Start of Material provided

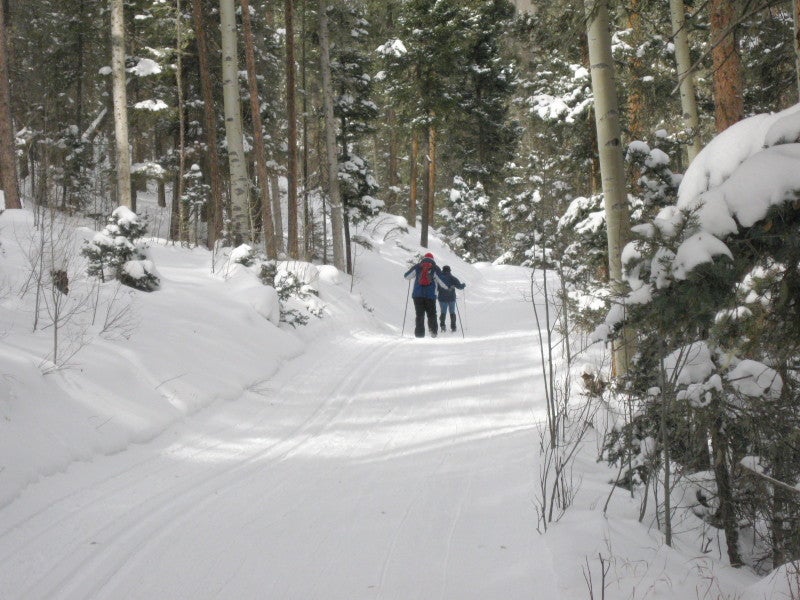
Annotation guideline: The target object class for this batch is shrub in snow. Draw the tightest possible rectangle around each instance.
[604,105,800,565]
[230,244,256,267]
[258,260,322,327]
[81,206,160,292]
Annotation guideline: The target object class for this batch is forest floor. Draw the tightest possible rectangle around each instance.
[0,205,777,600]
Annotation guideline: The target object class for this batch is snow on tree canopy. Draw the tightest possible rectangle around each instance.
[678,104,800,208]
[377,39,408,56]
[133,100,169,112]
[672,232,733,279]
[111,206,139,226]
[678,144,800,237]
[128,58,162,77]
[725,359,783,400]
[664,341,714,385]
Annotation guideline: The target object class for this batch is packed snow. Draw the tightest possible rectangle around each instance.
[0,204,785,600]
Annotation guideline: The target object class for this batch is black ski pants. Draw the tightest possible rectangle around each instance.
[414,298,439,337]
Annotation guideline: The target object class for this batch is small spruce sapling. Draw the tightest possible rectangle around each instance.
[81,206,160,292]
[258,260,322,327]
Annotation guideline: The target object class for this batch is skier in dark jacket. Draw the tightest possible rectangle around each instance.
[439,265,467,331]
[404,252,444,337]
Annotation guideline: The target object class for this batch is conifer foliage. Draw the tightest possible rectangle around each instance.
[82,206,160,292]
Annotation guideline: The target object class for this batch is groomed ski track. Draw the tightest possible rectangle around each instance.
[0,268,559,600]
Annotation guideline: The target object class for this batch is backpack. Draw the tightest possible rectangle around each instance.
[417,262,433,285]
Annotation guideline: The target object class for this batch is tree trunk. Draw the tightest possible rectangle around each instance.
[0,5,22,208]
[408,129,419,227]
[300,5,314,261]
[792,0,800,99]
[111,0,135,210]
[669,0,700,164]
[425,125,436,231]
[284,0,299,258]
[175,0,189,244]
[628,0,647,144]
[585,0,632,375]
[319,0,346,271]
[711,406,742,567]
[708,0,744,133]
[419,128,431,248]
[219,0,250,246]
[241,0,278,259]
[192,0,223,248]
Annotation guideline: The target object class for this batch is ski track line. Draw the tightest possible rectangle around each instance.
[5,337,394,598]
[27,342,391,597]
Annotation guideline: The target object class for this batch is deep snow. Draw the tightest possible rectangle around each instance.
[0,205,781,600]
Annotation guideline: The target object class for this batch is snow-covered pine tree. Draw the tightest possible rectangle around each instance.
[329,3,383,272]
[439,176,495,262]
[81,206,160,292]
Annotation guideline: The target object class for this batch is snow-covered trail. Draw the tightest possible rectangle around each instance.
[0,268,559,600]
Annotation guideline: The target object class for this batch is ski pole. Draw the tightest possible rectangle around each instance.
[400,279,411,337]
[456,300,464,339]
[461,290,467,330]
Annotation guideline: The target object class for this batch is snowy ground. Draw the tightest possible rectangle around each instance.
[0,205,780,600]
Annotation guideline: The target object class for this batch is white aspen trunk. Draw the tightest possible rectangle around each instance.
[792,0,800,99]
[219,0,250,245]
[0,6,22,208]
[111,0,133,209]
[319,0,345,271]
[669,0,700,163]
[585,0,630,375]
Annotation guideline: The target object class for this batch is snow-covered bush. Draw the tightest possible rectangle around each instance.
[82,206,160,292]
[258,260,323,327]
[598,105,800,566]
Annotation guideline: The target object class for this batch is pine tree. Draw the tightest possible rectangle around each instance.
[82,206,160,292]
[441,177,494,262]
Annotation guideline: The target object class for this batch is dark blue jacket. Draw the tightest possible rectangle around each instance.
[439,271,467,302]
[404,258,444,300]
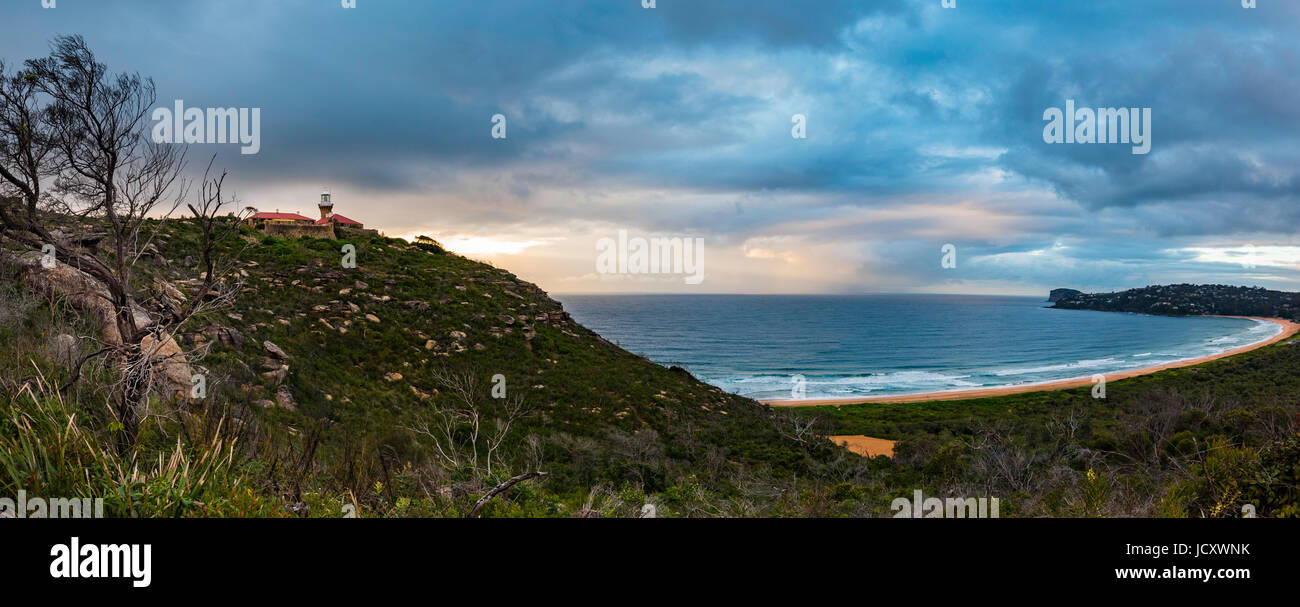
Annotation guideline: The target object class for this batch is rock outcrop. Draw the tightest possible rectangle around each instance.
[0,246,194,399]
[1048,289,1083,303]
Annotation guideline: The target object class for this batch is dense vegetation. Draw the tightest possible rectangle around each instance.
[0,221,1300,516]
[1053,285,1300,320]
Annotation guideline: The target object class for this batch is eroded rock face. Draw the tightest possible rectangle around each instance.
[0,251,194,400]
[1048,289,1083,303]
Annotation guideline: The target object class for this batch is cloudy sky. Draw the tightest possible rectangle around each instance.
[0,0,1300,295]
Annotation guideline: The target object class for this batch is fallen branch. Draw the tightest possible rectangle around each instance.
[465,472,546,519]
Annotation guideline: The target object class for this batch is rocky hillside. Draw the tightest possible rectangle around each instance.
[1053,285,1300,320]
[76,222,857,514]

End of Material provided
Start of Material provided

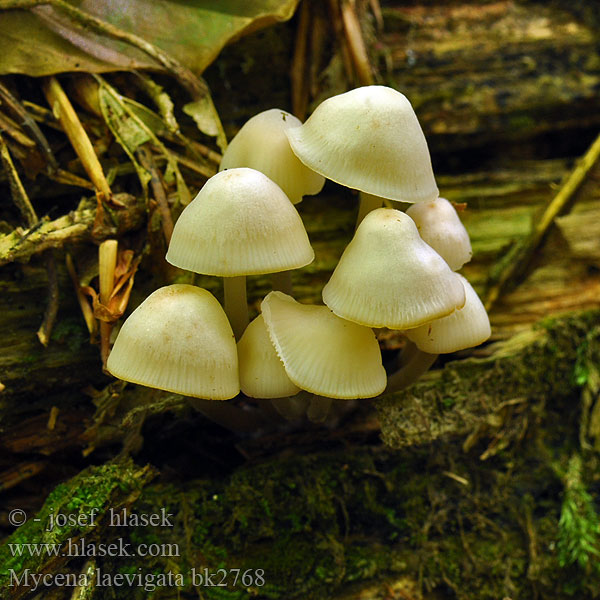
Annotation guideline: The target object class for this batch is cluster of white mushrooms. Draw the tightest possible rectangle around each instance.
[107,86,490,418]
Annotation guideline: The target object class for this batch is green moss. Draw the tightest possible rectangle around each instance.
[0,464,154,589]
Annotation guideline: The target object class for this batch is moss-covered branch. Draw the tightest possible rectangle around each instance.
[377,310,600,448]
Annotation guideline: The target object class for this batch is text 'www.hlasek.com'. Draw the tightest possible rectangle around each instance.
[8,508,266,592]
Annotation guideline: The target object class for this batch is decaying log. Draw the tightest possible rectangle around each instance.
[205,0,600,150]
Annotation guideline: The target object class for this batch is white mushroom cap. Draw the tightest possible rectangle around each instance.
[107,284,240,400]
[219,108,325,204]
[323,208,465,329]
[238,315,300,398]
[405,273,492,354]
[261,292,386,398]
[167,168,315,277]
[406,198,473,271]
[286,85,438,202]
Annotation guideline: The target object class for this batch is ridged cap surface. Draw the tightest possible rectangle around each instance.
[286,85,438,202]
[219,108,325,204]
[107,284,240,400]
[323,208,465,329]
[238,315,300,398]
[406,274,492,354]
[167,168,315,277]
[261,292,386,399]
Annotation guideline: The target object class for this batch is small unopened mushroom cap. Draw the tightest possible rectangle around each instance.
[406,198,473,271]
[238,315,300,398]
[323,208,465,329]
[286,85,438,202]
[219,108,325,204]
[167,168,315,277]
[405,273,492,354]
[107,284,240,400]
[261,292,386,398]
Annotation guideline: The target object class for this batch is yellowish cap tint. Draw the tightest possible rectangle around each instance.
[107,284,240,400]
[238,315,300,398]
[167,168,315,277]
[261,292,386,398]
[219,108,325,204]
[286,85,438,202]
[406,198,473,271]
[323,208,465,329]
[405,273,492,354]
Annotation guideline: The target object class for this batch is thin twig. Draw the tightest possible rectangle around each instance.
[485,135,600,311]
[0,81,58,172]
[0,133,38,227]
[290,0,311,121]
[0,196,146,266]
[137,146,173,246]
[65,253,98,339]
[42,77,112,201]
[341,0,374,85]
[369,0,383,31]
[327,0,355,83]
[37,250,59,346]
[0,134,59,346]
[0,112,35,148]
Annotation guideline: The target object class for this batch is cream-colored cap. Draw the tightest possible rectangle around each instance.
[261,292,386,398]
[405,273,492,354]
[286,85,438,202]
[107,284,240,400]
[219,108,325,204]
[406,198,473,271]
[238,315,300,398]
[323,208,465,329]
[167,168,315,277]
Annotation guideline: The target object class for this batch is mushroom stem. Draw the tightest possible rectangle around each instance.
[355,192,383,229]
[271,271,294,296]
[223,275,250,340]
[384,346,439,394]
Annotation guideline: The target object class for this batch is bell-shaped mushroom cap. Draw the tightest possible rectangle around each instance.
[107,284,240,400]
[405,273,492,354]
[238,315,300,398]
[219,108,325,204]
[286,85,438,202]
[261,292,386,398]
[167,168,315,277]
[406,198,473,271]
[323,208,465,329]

End of Material provided

**Task instructions**
Recast the material as a Markdown table with the columns Row and Line, starting at the line that contains "batch is rocky" and ending at the line that contains "[76,222,857,514]". Number each line in order, and leave out any blank lines.

**Answer below**
| Row | Line |
|---|---|
| 1 | Annotation guideline: The target object class for this batch is rocky hillside. Draw the tightest possible rectangle around each instance. |
| 2 | [1053,285,1300,320] |
| 3 | [76,222,857,514] |